Reproduce each of the following lines verbatim, without altering any character.

-.-.-

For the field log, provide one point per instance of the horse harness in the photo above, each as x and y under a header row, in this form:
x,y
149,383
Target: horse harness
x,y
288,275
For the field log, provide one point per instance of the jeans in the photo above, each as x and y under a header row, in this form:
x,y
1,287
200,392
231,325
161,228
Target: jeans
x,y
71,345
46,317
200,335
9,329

-.-.-

— Response —
For the field log, provide one point per instance of the horse harness in the photo above, each as x and y under a header row, in this form:
x,y
149,383
Target: horse harness
x,y
288,275
For the field log, provide one point per instance of the jeans in the photo above, each as x and y under a header row, in this form:
x,y
1,287
200,392
231,325
161,228
Target: jeans
x,y
71,345
46,317
200,335
9,329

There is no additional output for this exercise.